- _Задание A_:
Кто, согласно фрагменту текста о заговоре де Рогана, был комендантом Бастилии?
- _Задание B_:
Переведите на английский предложение из фрагмента текста о заговоре де Рогана: «Мать де Рогана не только не просила помиловать сына, но даже не пыталась выпросить свидания с ним».

100 великих узников - Надежда Ионина
Шрифт:
Интервал:
Закладка:
Людовик XIV пришел в ужас от того, что ничего не удалось открыть. К тому же королю донесли, что друзья де Рогана действуют весьма энергично, и решили во что бы то ни стало дать ему знак о смерти Латреомона. В одну ночь часовые, стоявшие вокруг Бастилии, вдруг услышали заунывные голоса, которые повторяли: «Латреомон умер… Латреомон не выдал никого». Это повторялось несколько ночей подряд, но де Роган ничего не слышал, так как стражники нарочно производили шум в его камере.
Один из членов комиссии пообещал де Рогану от имени короля прощение, если тот сам во всем чистосердечно признается. В некоторых источниках говорится, что это была лишь хитрая уловка, однако шевалье де Роган поверил в нее и сообщил о своих связях с Латреомоном. О ден Эндене он рассказал очень мало и ничего не сказал о кавалере де Прео и маркизе де Виллар. Может быть, если бы де Роган по-прежнему все отрицал, то спас бы жизнь и себе, и своим товарищам, но, поверив в королевское помилование, он выдал себя.
Суд приговорил всех заговорщиков к смертной казни: ден Эндена повесить, а остальным отрубить голову. Кроме того, уже приговоренных, за исключением маркизы де Виллар, было приказано подвергнуть пытке, чтобы получить дополнительные сведения о заговоре. Де Роган, несмотря на объявленное судом решение, продолжал надеяться на королевскую милость. Правда, он недолго предавался приятным иллюзиям: вскоре надежда сменилась беспокойством, а потом и страхом. Когда шевалье узнал, что единственная милость, которую король ему оказывает, — это освобождение от пытки, он пришел в такую ярость, что привел в ужас всех присутствующих. Де Бемо, комендант Бастилии, старался его успокоить и предложил привести священника Бурдалу, который на самом деле был доносчиком…
Никто не решался ходатайствовать ни за де Рогана, ни за других участников заговора. Король так решительно выказал свою волю наказать заговорщиков, что всякие попытки спасти их заглушались страхом заслужить немилость его величества. Мать де Рогана не только не просила помиловать сына, но даже не пыталась выпросить свидания с ним. Несчастный узник даже с этой стороны не встретил участия, и строгость королевского закона действовала против него во всей силе.

- _Строки данных_:
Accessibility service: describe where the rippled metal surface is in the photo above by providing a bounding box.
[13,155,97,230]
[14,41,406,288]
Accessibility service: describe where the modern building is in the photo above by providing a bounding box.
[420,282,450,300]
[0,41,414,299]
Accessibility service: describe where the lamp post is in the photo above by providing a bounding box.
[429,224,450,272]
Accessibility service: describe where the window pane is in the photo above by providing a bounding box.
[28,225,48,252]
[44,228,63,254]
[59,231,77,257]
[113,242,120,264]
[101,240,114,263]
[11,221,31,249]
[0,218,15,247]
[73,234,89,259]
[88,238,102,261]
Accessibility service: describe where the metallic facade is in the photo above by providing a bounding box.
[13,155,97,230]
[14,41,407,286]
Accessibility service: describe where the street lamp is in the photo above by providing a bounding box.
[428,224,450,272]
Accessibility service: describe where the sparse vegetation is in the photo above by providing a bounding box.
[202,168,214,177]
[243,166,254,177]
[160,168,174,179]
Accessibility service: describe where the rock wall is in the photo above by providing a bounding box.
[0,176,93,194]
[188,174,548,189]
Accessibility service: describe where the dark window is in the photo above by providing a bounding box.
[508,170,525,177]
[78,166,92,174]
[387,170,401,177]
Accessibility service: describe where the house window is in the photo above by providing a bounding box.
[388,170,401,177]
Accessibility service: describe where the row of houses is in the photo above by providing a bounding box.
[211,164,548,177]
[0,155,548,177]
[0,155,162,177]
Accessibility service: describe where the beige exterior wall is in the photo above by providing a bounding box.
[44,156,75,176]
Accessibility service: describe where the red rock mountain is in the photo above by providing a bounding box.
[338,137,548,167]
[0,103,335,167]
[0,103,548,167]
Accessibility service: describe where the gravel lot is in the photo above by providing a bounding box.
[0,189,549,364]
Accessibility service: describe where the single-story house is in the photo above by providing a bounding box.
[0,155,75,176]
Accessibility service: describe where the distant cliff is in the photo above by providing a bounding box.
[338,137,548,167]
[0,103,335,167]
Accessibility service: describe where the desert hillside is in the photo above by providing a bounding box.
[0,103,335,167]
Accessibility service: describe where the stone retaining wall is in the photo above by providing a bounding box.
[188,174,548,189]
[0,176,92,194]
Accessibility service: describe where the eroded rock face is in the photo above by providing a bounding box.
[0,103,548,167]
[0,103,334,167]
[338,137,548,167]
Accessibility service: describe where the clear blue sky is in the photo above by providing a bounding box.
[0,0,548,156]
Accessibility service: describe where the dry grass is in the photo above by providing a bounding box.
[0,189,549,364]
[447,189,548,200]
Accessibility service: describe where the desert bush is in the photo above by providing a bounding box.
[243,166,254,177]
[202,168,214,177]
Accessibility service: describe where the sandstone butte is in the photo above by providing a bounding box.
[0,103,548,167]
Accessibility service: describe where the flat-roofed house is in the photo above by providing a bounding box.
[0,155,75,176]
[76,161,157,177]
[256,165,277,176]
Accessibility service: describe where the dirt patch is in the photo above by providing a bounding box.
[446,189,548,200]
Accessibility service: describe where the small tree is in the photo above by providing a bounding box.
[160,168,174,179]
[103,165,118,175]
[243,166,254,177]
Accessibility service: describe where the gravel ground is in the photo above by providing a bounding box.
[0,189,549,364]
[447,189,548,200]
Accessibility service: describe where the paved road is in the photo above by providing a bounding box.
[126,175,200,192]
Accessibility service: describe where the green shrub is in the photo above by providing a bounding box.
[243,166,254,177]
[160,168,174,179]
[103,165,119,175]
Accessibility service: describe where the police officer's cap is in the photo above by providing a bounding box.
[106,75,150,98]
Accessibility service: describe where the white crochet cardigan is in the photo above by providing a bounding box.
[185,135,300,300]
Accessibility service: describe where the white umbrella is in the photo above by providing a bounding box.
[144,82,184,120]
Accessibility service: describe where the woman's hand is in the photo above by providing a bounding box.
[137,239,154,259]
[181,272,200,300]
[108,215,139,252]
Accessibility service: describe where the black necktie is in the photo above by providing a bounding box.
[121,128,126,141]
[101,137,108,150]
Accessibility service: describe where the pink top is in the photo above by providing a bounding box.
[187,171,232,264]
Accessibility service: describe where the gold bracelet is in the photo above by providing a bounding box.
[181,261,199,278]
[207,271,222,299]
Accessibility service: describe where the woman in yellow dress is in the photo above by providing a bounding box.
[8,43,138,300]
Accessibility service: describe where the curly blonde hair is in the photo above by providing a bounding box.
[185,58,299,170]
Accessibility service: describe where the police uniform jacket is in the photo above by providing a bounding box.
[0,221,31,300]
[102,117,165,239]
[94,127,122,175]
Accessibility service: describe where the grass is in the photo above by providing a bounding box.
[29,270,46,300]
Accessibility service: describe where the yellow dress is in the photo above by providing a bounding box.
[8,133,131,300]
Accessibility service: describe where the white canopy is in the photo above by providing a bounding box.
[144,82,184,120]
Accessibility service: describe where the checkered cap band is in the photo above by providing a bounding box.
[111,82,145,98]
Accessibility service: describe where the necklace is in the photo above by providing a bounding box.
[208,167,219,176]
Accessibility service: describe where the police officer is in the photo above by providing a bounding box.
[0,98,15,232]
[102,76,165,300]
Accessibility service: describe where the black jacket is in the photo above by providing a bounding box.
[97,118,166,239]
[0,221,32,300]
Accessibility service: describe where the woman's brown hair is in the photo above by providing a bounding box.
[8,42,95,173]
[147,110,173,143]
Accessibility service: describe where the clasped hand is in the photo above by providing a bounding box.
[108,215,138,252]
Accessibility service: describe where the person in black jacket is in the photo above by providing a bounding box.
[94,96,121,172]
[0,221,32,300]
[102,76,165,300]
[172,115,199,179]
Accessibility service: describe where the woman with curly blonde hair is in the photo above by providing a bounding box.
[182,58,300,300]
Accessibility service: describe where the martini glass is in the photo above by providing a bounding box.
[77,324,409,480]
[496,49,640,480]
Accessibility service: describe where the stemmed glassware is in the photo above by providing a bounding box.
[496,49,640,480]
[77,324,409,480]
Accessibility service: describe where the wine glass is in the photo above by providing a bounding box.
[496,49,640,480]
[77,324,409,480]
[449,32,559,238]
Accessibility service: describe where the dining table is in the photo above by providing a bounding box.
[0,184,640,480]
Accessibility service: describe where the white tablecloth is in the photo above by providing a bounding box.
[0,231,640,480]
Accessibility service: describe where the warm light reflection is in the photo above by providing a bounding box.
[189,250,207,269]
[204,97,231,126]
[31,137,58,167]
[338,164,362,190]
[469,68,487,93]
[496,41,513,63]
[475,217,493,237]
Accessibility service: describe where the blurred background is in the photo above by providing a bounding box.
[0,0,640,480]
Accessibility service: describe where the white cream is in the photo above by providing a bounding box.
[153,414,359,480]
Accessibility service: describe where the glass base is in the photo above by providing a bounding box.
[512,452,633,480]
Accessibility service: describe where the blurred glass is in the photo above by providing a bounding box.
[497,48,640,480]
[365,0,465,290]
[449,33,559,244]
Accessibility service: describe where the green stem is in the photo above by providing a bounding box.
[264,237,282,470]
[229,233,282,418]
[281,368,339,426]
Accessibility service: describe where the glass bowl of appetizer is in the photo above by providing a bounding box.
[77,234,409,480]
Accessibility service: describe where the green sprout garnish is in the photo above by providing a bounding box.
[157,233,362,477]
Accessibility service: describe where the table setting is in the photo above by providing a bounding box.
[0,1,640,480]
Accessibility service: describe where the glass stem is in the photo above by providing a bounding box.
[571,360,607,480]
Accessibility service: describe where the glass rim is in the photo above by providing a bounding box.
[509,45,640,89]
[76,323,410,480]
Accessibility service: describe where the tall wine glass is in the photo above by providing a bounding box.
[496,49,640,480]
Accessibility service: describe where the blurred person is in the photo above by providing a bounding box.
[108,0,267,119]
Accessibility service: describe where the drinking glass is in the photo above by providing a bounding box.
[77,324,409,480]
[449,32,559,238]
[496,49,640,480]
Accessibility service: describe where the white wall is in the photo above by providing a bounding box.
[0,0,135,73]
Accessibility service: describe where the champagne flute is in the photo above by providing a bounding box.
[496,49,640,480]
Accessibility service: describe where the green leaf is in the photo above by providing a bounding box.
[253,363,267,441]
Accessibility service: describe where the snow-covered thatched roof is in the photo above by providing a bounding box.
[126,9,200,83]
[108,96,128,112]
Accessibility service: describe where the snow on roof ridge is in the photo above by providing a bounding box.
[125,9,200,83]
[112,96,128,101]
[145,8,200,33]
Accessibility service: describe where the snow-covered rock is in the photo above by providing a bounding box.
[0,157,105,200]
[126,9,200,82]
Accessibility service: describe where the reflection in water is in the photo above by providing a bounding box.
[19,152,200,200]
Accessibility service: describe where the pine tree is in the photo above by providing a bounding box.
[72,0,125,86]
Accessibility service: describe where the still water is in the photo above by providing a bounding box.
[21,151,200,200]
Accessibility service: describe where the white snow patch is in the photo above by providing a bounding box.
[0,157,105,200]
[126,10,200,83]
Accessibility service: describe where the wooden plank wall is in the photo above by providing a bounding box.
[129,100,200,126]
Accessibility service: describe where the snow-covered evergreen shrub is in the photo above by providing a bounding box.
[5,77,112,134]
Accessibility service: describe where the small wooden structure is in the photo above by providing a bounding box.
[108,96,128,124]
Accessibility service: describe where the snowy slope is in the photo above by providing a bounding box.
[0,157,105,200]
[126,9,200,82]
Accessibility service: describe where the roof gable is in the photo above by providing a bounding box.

- _Ответ A_:
Де Бемо.

- _Ответ B_:
De Rohan's mother not only did not ask for her son to be pardoned, but did not even try to obtain a meeting with him.